Donald Trump didn’t dream all this up on his own. Yes, Stephen Miller formulated the draconian, “zero tolerance” policy but Miller learned much of what he knows from working as communications director for Jeff Sessions. The Trump Doctrine is “Fuck Obama” but the immigration policy change implemented in May is the outworking of the Sessions Doctrine. The Atlantic:
…behind the scenes, even as the president has agitated in public about firing his attorney general, Sessions is the true architect of much of what people believe to be Trump’s domestic-policy agenda. As implemented in recent decisions to curtail asylum grants, ramp up immigration enforcement, and dial back criminal-justice reform and voting-rights protections, this agenda is more than just the reversal of policies enacted during the Barack Obama era, which Trump promised during his campaign. Rather, from the Black Belt in Alabama in the 1980s to the farthest reaches of the border fence today, the Sessions Doctrine is the endgame of a long legal tradition of undermining minority civil rights.
The Sessions Doctrine has moved somewhat suddenly to the forefront of the national conversation in the wake of aggressive moves by the Justice Department against immigration. Sessions has recently pushed for changes in the Executive Office for Immigration Review (EOIR), the immigration-court system embedded within the DOJ. He’s considering ways to force judges to process more deportation cases, changes that several experts say will undoubtedly mean that fewer people receive due process or fair hearings.
The attorney general has also moved to firmly limit asylum grants, and last week announced that he could effectively eliminate the ability of immigrants who face domestic or gang violence back home to successfully apply for asylum. That decision risks sending more vulnerable women and targets of gang violence back to dangerous situations.

→ Set of tasks:
A: In the excerpt on the Sessions Doctrine, whom did Stephen Miller work for as communications director?
B: Please quote the excerpt on the Sessions Doctrine from "The Sessions Doctrine has" up to and including "to dangerous situations.".
The lines after this have nothing to do with the excerpt on the Sessions Doctrine.

→ Data listing:
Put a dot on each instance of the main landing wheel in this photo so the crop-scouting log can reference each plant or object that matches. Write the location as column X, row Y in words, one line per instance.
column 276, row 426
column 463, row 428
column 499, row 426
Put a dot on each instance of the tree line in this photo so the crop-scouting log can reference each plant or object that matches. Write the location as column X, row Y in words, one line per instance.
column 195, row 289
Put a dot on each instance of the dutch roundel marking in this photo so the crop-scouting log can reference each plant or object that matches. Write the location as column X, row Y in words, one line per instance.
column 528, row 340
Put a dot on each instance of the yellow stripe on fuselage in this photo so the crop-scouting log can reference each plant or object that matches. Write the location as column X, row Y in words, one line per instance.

→ Results for each task:
A: Jeff Sessions.

B:
The Sessions Doctrine has moved somewhat suddenly to the forefront of the national conversation in the wake of aggressive moves by the Justice Department against immigration. Sessions has recently pushed for changes in the Executive Office for Immigration Review (EOIR), the immigration-court system embedded within the DOJ. He’s considering ways to force judges to process more deportation cases, changes that several experts say will undoubtedly mean that fewer people receive due process or fair hearings.
The attorney general has also moved to firmly limit asylum grants, and last week announced that he could effectively eliminate the ability of immigrants who face domestic or gang violence back home to successfully apply for asylum. That decision risks sending more vulnerable women and targets of gang violence back to dangerous situations.